··· Listed records

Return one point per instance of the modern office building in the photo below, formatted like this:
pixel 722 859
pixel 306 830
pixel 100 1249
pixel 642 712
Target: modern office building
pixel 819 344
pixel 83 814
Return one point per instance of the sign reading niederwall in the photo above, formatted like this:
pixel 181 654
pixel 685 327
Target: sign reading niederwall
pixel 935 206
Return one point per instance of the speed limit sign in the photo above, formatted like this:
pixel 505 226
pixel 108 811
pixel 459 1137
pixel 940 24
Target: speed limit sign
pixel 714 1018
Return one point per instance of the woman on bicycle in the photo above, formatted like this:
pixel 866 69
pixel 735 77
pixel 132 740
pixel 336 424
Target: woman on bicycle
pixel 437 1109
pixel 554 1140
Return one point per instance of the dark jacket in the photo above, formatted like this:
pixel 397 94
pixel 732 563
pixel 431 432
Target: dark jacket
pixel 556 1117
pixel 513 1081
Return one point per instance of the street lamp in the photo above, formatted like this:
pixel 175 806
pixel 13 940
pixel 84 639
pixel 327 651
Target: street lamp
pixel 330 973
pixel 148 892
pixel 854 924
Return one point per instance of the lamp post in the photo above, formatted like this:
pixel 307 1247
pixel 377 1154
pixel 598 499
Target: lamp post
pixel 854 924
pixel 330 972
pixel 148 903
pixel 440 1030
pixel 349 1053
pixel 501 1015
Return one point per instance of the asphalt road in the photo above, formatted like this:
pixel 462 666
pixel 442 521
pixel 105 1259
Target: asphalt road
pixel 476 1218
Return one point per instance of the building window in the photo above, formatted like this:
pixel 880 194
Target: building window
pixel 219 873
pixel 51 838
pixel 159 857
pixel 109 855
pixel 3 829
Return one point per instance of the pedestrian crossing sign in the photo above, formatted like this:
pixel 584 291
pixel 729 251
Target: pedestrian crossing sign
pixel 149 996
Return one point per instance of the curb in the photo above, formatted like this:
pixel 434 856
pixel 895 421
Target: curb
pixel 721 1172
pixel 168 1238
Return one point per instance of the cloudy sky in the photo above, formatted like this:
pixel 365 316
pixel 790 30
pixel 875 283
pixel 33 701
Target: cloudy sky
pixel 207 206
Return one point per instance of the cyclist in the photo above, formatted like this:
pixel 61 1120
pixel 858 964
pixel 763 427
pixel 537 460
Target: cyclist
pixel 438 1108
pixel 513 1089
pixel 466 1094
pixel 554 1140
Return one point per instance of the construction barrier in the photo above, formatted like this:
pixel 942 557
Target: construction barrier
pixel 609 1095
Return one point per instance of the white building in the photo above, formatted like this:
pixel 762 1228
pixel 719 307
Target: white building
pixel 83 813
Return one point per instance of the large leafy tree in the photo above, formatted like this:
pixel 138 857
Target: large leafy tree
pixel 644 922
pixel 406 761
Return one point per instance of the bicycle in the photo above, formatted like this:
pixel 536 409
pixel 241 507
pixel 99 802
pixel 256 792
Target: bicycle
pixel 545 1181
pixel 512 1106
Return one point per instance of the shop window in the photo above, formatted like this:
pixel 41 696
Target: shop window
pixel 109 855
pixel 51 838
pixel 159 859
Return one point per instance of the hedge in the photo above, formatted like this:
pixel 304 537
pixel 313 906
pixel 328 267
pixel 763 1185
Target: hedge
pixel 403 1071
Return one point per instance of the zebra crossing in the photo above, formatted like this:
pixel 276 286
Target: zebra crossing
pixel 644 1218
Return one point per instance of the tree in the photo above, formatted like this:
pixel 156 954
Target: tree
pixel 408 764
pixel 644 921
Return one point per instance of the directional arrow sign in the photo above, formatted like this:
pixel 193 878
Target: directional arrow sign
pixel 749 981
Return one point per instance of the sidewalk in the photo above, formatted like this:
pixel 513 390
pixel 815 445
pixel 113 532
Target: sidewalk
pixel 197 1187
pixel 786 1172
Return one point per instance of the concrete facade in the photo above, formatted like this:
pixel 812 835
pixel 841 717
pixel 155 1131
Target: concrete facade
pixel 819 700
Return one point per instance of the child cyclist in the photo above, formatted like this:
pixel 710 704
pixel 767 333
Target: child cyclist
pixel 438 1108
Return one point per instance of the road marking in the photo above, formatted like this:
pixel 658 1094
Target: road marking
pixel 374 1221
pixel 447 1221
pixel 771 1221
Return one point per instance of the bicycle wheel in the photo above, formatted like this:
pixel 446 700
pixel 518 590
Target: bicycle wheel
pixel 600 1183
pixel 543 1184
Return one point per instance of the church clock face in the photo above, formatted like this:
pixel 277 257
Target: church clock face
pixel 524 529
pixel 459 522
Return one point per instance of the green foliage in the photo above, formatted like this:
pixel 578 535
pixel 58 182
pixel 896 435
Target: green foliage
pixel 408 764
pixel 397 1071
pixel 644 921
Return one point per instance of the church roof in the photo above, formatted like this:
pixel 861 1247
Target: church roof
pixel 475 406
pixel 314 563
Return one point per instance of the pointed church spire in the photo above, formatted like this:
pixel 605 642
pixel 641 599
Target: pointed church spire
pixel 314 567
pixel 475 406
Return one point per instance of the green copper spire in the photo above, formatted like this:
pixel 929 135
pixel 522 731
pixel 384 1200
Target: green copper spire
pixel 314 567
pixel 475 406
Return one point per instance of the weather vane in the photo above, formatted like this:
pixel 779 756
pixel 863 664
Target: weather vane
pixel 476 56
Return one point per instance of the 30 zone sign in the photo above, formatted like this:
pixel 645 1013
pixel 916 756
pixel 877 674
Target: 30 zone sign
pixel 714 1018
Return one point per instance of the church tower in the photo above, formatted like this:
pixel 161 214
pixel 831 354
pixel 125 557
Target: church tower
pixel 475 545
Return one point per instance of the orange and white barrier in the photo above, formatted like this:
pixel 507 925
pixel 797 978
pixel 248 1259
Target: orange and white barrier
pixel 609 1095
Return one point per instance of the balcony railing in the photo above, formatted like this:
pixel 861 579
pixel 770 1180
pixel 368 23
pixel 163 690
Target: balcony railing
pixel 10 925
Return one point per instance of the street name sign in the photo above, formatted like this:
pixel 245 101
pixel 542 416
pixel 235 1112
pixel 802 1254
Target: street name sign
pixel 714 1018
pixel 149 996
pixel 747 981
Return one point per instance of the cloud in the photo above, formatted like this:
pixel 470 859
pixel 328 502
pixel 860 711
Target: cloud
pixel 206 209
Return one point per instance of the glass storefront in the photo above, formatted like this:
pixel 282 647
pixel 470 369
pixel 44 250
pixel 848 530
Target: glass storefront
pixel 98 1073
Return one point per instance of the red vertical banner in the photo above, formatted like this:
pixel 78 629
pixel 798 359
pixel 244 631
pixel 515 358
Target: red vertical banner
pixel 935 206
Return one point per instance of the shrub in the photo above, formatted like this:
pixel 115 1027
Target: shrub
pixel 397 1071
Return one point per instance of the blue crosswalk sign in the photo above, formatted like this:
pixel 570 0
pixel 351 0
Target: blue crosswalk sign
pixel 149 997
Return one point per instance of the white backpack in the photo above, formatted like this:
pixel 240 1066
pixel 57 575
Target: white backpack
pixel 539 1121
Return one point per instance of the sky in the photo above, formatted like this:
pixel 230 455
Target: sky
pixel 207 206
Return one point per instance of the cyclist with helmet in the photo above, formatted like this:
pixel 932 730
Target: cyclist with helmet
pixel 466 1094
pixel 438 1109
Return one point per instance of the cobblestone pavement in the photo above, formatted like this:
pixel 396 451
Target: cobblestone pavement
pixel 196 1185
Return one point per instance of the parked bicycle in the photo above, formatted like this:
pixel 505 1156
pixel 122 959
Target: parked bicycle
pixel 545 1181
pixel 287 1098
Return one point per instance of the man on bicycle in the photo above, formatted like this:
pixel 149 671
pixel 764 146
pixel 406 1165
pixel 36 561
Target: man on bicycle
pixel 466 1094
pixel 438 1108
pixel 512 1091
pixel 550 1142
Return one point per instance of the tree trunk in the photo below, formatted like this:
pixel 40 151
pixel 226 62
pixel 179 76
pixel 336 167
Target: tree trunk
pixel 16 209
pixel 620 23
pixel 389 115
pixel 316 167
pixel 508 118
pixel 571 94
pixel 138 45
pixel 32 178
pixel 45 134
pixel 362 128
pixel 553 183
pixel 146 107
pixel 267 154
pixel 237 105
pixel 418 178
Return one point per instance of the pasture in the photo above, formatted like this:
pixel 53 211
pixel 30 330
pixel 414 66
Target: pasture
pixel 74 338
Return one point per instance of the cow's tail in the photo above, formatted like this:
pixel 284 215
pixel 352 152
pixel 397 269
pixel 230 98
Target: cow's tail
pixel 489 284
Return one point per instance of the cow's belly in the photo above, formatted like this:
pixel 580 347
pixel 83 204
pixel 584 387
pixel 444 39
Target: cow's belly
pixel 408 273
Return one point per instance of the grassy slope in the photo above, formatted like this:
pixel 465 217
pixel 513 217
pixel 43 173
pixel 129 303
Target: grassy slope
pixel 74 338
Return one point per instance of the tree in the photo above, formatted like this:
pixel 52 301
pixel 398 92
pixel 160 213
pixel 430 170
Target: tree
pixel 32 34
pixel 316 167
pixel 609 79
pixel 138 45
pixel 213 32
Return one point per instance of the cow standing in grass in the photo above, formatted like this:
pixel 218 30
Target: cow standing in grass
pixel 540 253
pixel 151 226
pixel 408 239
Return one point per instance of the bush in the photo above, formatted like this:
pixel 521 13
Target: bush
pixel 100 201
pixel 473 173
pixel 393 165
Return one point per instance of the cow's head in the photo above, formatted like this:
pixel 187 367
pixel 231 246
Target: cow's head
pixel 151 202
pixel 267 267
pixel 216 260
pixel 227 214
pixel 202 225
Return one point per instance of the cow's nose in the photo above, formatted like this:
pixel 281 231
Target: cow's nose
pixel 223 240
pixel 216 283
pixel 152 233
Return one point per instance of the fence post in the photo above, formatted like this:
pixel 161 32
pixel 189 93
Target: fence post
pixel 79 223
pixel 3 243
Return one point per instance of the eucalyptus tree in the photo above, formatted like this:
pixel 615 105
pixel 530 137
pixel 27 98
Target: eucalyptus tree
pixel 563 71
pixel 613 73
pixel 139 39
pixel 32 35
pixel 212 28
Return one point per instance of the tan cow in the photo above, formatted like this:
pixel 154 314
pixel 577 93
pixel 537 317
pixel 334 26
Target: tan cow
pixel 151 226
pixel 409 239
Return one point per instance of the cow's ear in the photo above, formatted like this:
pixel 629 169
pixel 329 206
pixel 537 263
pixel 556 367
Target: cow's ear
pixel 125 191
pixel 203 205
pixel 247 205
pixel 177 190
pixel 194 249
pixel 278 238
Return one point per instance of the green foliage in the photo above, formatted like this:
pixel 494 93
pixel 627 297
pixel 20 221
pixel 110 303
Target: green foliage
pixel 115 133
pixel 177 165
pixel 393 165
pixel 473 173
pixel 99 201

······

▶ [Required action] Would you please repeat exactly the lines above, starting at the line with "Return one point per instance of the cow's tail" and stopping at the line with "pixel 52 301", both included?

▶ [Response box]
Return one point per instance of the cow's tail in the photo above, formatted like this:
pixel 284 215
pixel 352 152
pixel 397 269
pixel 230 98
Target: cow's tail
pixel 489 284
Return one point per instance of the cow's belly in the photo above, formatted like this:
pixel 580 347
pixel 83 204
pixel 584 387
pixel 444 39
Target: cow's belly
pixel 408 273
Return one point per instance of the grassy slope in the photo above, formatted like this:
pixel 465 217
pixel 513 217
pixel 43 173
pixel 129 303
Target: grassy slope
pixel 74 338
Return one point per instance of the tree in the photo above, formatted like this:
pixel 52 301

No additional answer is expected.